━━━━━ Provided records

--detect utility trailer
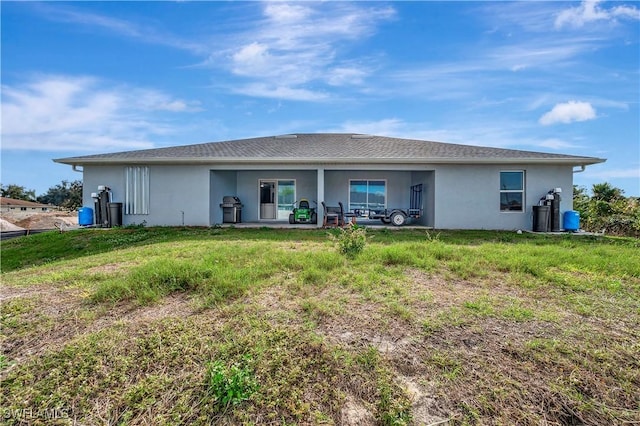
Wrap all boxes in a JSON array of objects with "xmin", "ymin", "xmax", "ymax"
[{"xmin": 369, "ymin": 183, "xmax": 423, "ymax": 226}]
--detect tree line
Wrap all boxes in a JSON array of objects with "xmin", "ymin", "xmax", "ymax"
[
  {"xmin": 0, "ymin": 180, "xmax": 640, "ymax": 237},
  {"xmin": 0, "ymin": 180, "xmax": 82, "ymax": 210}
]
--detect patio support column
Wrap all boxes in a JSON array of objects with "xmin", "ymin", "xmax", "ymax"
[{"xmin": 316, "ymin": 168, "xmax": 324, "ymax": 228}]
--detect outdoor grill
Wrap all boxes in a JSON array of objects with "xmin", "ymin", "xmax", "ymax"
[{"xmin": 220, "ymin": 195, "xmax": 242, "ymax": 223}]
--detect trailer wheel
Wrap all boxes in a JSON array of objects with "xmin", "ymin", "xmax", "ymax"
[{"xmin": 391, "ymin": 212, "xmax": 406, "ymax": 226}]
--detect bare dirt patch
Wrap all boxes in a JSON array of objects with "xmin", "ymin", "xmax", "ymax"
[
  {"xmin": 0, "ymin": 284, "xmax": 194, "ymax": 374},
  {"xmin": 2, "ymin": 212, "xmax": 78, "ymax": 231}
]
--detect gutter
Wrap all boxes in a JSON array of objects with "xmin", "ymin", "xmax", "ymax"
[{"xmin": 53, "ymin": 157, "xmax": 606, "ymax": 166}]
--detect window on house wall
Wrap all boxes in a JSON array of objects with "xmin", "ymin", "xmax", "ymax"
[
  {"xmin": 500, "ymin": 170, "xmax": 524, "ymax": 212},
  {"xmin": 124, "ymin": 166, "xmax": 149, "ymax": 214},
  {"xmin": 349, "ymin": 180, "xmax": 387, "ymax": 214}
]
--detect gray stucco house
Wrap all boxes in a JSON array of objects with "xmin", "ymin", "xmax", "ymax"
[{"xmin": 54, "ymin": 133, "xmax": 605, "ymax": 230}]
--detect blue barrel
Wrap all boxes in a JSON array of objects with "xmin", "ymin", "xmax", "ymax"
[
  {"xmin": 563, "ymin": 210, "xmax": 580, "ymax": 231},
  {"xmin": 78, "ymin": 207, "xmax": 93, "ymax": 226}
]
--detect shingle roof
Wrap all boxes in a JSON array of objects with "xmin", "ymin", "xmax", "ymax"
[
  {"xmin": 0, "ymin": 197, "xmax": 52, "ymax": 208},
  {"xmin": 54, "ymin": 133, "xmax": 604, "ymax": 165}
]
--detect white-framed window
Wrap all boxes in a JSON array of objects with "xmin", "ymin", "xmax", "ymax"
[
  {"xmin": 349, "ymin": 179, "xmax": 387, "ymax": 216},
  {"xmin": 124, "ymin": 166, "xmax": 149, "ymax": 214},
  {"xmin": 500, "ymin": 170, "xmax": 525, "ymax": 212}
]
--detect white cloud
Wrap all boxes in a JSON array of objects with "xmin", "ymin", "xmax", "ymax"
[
  {"xmin": 34, "ymin": 3, "xmax": 207, "ymax": 54},
  {"xmin": 585, "ymin": 167, "xmax": 640, "ymax": 179},
  {"xmin": 555, "ymin": 0, "xmax": 640, "ymax": 28},
  {"xmin": 539, "ymin": 101, "xmax": 596, "ymax": 126},
  {"xmin": 232, "ymin": 83, "xmax": 329, "ymax": 102},
  {"xmin": 220, "ymin": 2, "xmax": 395, "ymax": 101},
  {"xmin": 537, "ymin": 138, "xmax": 580, "ymax": 150},
  {"xmin": 2, "ymin": 76, "xmax": 198, "ymax": 151}
]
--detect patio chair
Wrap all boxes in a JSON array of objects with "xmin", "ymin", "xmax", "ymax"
[
  {"xmin": 322, "ymin": 201, "xmax": 342, "ymax": 227},
  {"xmin": 338, "ymin": 201, "xmax": 358, "ymax": 226}
]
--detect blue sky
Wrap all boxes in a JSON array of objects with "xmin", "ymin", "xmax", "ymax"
[{"xmin": 0, "ymin": 1, "xmax": 640, "ymax": 196}]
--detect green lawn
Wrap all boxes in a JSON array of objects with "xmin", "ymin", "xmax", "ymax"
[{"xmin": 0, "ymin": 228, "xmax": 640, "ymax": 425}]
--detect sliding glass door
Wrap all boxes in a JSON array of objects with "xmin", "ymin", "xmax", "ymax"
[{"xmin": 259, "ymin": 179, "xmax": 296, "ymax": 220}]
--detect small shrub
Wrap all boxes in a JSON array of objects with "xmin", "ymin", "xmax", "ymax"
[
  {"xmin": 206, "ymin": 358, "xmax": 258, "ymax": 409},
  {"xmin": 336, "ymin": 224, "xmax": 367, "ymax": 259}
]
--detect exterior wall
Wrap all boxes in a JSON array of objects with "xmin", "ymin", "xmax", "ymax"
[
  {"xmin": 235, "ymin": 169, "xmax": 319, "ymax": 222},
  {"xmin": 434, "ymin": 165, "xmax": 573, "ymax": 230},
  {"xmin": 82, "ymin": 165, "xmax": 210, "ymax": 226}
]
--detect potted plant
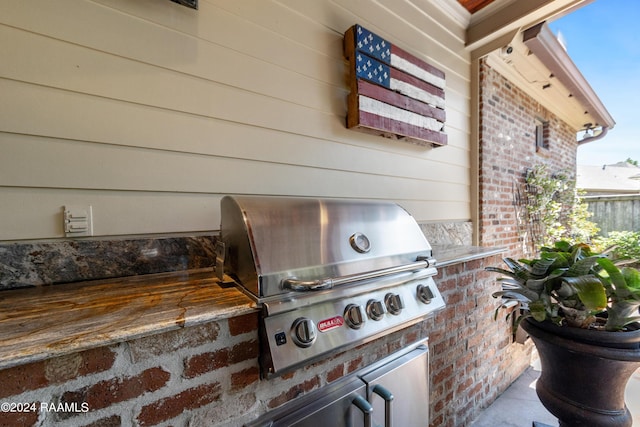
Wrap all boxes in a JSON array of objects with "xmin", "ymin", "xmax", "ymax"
[{"xmin": 487, "ymin": 241, "xmax": 640, "ymax": 427}]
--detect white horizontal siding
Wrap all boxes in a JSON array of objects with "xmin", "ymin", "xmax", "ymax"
[{"xmin": 0, "ymin": 0, "xmax": 470, "ymax": 240}]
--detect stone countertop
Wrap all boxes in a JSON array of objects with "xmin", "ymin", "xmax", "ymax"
[
  {"xmin": 0, "ymin": 269, "xmax": 258, "ymax": 369},
  {"xmin": 432, "ymin": 245, "xmax": 506, "ymax": 267}
]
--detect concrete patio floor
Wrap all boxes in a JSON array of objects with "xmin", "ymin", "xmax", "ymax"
[{"xmin": 471, "ymin": 354, "xmax": 640, "ymax": 427}]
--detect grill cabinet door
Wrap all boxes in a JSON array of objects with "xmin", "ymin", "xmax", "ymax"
[
  {"xmin": 361, "ymin": 345, "xmax": 429, "ymax": 427},
  {"xmin": 246, "ymin": 376, "xmax": 371, "ymax": 427}
]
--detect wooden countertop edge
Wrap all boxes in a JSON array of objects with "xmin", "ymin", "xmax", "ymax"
[{"xmin": 0, "ymin": 269, "xmax": 258, "ymax": 369}]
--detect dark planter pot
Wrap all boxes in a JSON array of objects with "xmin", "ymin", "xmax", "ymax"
[{"xmin": 521, "ymin": 319, "xmax": 640, "ymax": 427}]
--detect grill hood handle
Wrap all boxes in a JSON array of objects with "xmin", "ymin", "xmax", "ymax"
[{"xmin": 282, "ymin": 256, "xmax": 433, "ymax": 292}]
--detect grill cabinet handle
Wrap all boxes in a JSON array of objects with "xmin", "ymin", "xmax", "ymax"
[
  {"xmin": 373, "ymin": 384, "xmax": 393, "ymax": 427},
  {"xmin": 282, "ymin": 257, "xmax": 431, "ymax": 292},
  {"xmin": 351, "ymin": 395, "xmax": 373, "ymax": 427}
]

━━━━━━━━━━

[Task brief]: Rewrite all the records above, changing every "JSON array" to "JSON list" and keeping everything else the same. Omit the pictures from your answer.

[Reply]:
--detect utility trailer
Wrap all boxes in a JSON list of objects with "xmin", "ymin", "xmax", "ymax"
[{"xmin": 369, "ymin": 183, "xmax": 423, "ymax": 226}]
--detect tree line
Wrap all boxes in a JSON list of objects with "xmin", "ymin", "xmax", "ymax"
[
  {"xmin": 0, "ymin": 180, "xmax": 640, "ymax": 237},
  {"xmin": 0, "ymin": 180, "xmax": 82, "ymax": 210}
]
--detect patio support column
Wrap all boxes in a JSON list of objects with "xmin", "ymin", "xmax", "ymax"
[{"xmin": 316, "ymin": 168, "xmax": 324, "ymax": 228}]
--detect outdoor grill
Wrap all boxes in a JSON list of objects with "xmin", "ymin", "xmax", "ymax"
[{"xmin": 220, "ymin": 195, "xmax": 242, "ymax": 223}]
--detect trailer wheel
Wrap all boxes in a JSON list of objects with "xmin", "ymin", "xmax", "ymax"
[{"xmin": 391, "ymin": 212, "xmax": 406, "ymax": 226}]
--detect bare dirt patch
Wrap all boxes in a JSON list of objects with "xmin", "ymin", "xmax", "ymax"
[
  {"xmin": 0, "ymin": 284, "xmax": 194, "ymax": 374},
  {"xmin": 2, "ymin": 212, "xmax": 78, "ymax": 231}
]
--detect gutter
Wrap all boxes in a JSON list of objects with "xmin", "ymin", "xmax", "ymax"
[{"xmin": 53, "ymin": 157, "xmax": 606, "ymax": 166}]
--detect window on house wall
Wrap all boxes in a JSON list of objects with "xmin", "ymin", "xmax", "ymax"
[
  {"xmin": 500, "ymin": 170, "xmax": 524, "ymax": 212},
  {"xmin": 124, "ymin": 166, "xmax": 149, "ymax": 214},
  {"xmin": 349, "ymin": 180, "xmax": 387, "ymax": 214}
]
--detect gray stucco house
Wrap all boxes in a JSON list of objects with "xmin", "ymin", "xmax", "ymax"
[{"xmin": 54, "ymin": 133, "xmax": 605, "ymax": 230}]
--detect blue barrel
Wrap all boxes in a JSON list of objects with "xmin", "ymin", "xmax", "ymax"
[
  {"xmin": 563, "ymin": 210, "xmax": 580, "ymax": 231},
  {"xmin": 78, "ymin": 207, "xmax": 93, "ymax": 226}
]
--detect shingle roof
Wrap all boxes in a JSON list of objects with "xmin", "ymin", "xmax", "ymax"
[
  {"xmin": 0, "ymin": 197, "xmax": 52, "ymax": 208},
  {"xmin": 54, "ymin": 133, "xmax": 604, "ymax": 165}
]
--detect white-framed window
Wrap all boxes in a JSON list of objects with "xmin", "ymin", "xmax", "ymax"
[
  {"xmin": 349, "ymin": 179, "xmax": 387, "ymax": 216},
  {"xmin": 124, "ymin": 166, "xmax": 149, "ymax": 214},
  {"xmin": 500, "ymin": 170, "xmax": 525, "ymax": 212}
]
--detect white cloud
Wrap all boxes in a JSON list of objects with "xmin", "ymin", "xmax", "ymax"
[
  {"xmin": 34, "ymin": 3, "xmax": 207, "ymax": 54},
  {"xmin": 585, "ymin": 167, "xmax": 640, "ymax": 179},
  {"xmin": 555, "ymin": 0, "xmax": 640, "ymax": 28},
  {"xmin": 539, "ymin": 101, "xmax": 596, "ymax": 126},
  {"xmin": 232, "ymin": 83, "xmax": 329, "ymax": 102},
  {"xmin": 220, "ymin": 2, "xmax": 395, "ymax": 101},
  {"xmin": 537, "ymin": 138, "xmax": 580, "ymax": 150},
  {"xmin": 2, "ymin": 76, "xmax": 198, "ymax": 151}
]
--detect patio chair
Wrap all boxes in a JSON list of objects with "xmin", "ymin", "xmax", "ymax"
[
  {"xmin": 322, "ymin": 201, "xmax": 342, "ymax": 227},
  {"xmin": 338, "ymin": 201, "xmax": 358, "ymax": 226}
]
--detect blue sky
Wrap all boxes in a JSON list of objects with "xmin", "ymin", "xmax", "ymax"
[{"xmin": 0, "ymin": 1, "xmax": 640, "ymax": 196}]
--detect green lawn
Wrap all boxes in a JSON list of objects with "xmin", "ymin", "xmax", "ymax"
[{"xmin": 0, "ymin": 228, "xmax": 640, "ymax": 425}]
--detect sliding glass door
Wrap all boxes in a JSON list of objects with "xmin", "ymin", "xmax", "ymax"
[{"xmin": 259, "ymin": 179, "xmax": 296, "ymax": 220}]
--detect small shrub
Wrap all boxes in a JSON list of objects with "xmin", "ymin", "xmax", "ymax"
[
  {"xmin": 206, "ymin": 358, "xmax": 258, "ymax": 409},
  {"xmin": 336, "ymin": 224, "xmax": 367, "ymax": 259}
]
--detect exterior wall
Wrap all boxes in a JSON list of objects with "xmin", "ymin", "xmax", "ymax"
[
  {"xmin": 235, "ymin": 169, "xmax": 319, "ymax": 222},
  {"xmin": 434, "ymin": 165, "xmax": 573, "ymax": 230},
  {"xmin": 82, "ymin": 165, "xmax": 210, "ymax": 226}
]
--detect potted plant
Wrap all boxes in a JSON list of objects with "xmin", "ymin", "xmax", "ymax"
[{"xmin": 487, "ymin": 241, "xmax": 640, "ymax": 427}]
--detect white horizontal siding
Wrap all boxes in a JSON list of objects with "xmin", "ymin", "xmax", "ymax"
[{"xmin": 0, "ymin": 0, "xmax": 470, "ymax": 240}]
--detect stone countertop
Wrap all boxes in a JSON list of objects with "xmin", "ymin", "xmax", "ymax"
[
  {"xmin": 0, "ymin": 269, "xmax": 258, "ymax": 369},
  {"xmin": 432, "ymin": 245, "xmax": 506, "ymax": 267}
]
--detect concrete patio floor
Wrap all boxes in a JSON list of objects with "xmin", "ymin", "xmax", "ymax"
[{"xmin": 471, "ymin": 354, "xmax": 640, "ymax": 427}]
--detect grill cabinet door
Wrap all boxes in a JSON list of objects with "xmin", "ymin", "xmax", "ymax"
[
  {"xmin": 361, "ymin": 345, "xmax": 429, "ymax": 427},
  {"xmin": 246, "ymin": 376, "xmax": 371, "ymax": 427}
]
--detect wooden countertop edge
Wrap all boxes in a JSON list of objects with "xmin", "ymin", "xmax", "ymax"
[{"xmin": 0, "ymin": 269, "xmax": 258, "ymax": 369}]
--detect dark planter pot
Wrap all boxes in a JSON list of objects with "xmin", "ymin", "xmax", "ymax"
[{"xmin": 521, "ymin": 319, "xmax": 640, "ymax": 427}]
--detect grill hood handle
Wrap all boxes in a JSON list of objects with "xmin", "ymin", "xmax", "ymax"
[{"xmin": 282, "ymin": 256, "xmax": 433, "ymax": 292}]
--detect grill cabinet handle
Wrap all boxes in a JSON list of objects with "xmin", "ymin", "xmax", "ymax"
[
  {"xmin": 373, "ymin": 384, "xmax": 393, "ymax": 427},
  {"xmin": 282, "ymin": 257, "xmax": 431, "ymax": 292},
  {"xmin": 351, "ymin": 395, "xmax": 373, "ymax": 427}
]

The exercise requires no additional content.